Document excerpt:
Richard Beesly (27 July 1907 – 28 March 1965) was a British rower who won an Olympic gold medal at the 1928 Summer Olympics.

Beesly was born at Bromsgrove, the son of Gerald Beesly and his wife Helen (née Chamberlain) who was a cousin of Neville Chamberlain. He was educated at Oundle School and Trinity College, Cambridge, where he was a member of the First Trinity Boat Club. He rowed at a number four for the winning Cambridge crew in the Boat Race in 1927 and 1928. Also in 1928, First Trinity represented Great Britain rowing at the 1928 Summer Olympics in Amsterdam, where, at the age of 21, he won an Olympic gold medal in the coxless four with John Lander, Michael Warriner and Edward Bevan. They recorded a time of 6:36.0 in the final to beat the US crew by 1 second. He was President of C.U.B.C. in 1929 when Cambridge won the Boat Race again.

In 1932, Beesly joined Guest Keen and Nettlefolds, a firm with which he had strong family connections on his mother's side. During World War II he served with the Ministry of Supply. In 1945 he bought a controlling interest in a light engineering firm which produced mechanical hedge cutters and mobile forestry saws. He lived at Ashford Hall, Shropshire where he had a farm. He met his death there when he was attacked and killed instantly by a bull.

One of his brothers, Patrick Beesly was an author and intelligence officer.

Data excerpts:
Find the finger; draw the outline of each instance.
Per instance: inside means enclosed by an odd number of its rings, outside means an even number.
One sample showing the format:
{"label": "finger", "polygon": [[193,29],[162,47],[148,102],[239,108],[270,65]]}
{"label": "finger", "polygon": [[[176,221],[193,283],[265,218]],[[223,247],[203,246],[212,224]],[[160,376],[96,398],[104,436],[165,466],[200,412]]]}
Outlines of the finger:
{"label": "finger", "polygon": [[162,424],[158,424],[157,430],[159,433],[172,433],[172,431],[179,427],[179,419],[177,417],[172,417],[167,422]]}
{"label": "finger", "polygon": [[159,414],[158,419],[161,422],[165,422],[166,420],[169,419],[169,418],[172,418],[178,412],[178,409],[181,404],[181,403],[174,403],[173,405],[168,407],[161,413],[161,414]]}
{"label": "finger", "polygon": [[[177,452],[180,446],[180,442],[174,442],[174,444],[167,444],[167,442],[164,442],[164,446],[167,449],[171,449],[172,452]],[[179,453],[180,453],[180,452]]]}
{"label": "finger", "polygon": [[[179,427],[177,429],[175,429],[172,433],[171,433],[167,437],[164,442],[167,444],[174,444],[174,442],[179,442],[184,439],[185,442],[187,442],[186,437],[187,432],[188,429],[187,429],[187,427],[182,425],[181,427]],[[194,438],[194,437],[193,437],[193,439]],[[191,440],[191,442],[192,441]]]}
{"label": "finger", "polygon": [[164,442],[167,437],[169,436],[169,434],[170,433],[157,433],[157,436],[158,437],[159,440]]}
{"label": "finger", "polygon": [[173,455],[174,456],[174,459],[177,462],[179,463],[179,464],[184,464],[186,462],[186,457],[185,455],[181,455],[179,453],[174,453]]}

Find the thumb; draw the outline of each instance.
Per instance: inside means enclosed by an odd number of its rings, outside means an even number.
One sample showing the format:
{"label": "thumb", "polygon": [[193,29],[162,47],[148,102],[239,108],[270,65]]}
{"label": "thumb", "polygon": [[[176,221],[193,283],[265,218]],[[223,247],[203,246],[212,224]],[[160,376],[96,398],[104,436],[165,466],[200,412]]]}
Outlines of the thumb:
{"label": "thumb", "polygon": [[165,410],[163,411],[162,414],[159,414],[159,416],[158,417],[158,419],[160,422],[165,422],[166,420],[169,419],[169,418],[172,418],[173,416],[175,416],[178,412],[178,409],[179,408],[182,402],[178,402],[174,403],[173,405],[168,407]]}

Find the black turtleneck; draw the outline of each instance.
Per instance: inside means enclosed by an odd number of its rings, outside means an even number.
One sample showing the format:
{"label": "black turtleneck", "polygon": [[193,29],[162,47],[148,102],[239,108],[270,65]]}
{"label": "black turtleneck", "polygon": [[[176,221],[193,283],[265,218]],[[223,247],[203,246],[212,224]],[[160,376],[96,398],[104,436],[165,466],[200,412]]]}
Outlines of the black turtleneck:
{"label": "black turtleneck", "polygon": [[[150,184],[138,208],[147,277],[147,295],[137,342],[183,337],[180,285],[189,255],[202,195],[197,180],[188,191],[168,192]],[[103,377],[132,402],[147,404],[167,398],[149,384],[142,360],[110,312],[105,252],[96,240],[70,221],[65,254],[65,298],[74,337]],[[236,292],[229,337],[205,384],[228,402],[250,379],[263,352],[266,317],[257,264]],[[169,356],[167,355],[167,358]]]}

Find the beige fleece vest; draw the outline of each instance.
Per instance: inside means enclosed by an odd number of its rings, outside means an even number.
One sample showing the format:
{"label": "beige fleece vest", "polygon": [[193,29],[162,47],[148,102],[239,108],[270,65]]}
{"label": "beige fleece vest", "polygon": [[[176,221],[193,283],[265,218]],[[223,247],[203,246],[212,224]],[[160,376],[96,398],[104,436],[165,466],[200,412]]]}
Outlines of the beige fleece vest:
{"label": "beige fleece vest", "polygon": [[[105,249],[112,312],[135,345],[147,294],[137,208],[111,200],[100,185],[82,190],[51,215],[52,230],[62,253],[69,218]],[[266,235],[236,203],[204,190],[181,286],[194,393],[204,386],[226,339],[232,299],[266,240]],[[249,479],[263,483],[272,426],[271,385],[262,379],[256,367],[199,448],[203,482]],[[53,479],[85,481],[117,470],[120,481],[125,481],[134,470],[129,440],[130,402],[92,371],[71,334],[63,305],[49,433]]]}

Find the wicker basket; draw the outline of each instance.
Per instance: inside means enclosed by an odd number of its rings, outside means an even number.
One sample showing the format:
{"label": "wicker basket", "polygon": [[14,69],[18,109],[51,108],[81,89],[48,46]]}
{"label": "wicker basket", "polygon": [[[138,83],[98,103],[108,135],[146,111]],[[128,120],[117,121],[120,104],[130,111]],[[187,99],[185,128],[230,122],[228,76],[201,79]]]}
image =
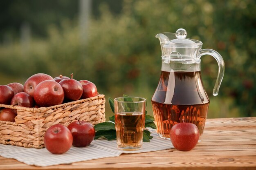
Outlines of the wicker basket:
{"label": "wicker basket", "polygon": [[104,95],[47,108],[29,108],[5,104],[17,110],[15,122],[0,121],[0,143],[42,148],[45,131],[52,125],[67,126],[72,121],[85,121],[94,125],[105,121]]}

Set of tasks:
(A) According to the biography of Richard Beesly, which firm did he join in 1932?
(B) Reproduce the stretch of the biography of Richard Beesly from "Richard Beesly (27" through "Boat Race again.".
The lines above are not needed for any of this work.

Responses for each task:
(A) Guest Keen and Nettlefolds

(B)
Richard Beesly (27 July 1907 – 28 March 1965) was a British rower who won an Olympic gold medal at the 1928 Summer Olympics.

Beesly was born at Bromsgrove, the son of Gerald Beesly and his wife Helen (née Chamberlain) who was a cousin of Neville Chamberlain. He was educated at Oundle School and Trinity College, Cambridge, where he was a member of the First Trinity Boat Club. He rowed at a number four for the winning Cambridge crew in the Boat Race in 1927 and 1928. Also in 1928, First Trinity represented Great Britain rowing at the 1928 Summer Olympics in Amsterdam, where, at the age of 21, he won an Olympic gold medal in the coxless four with John Lander, Michael Warriner and Edward Bevan. They recorded a time of 6:36.0 in the final to beat the US crew by 1 second. He was President of C.U.B.C. in 1929 when Cambridge won the Boat Race again.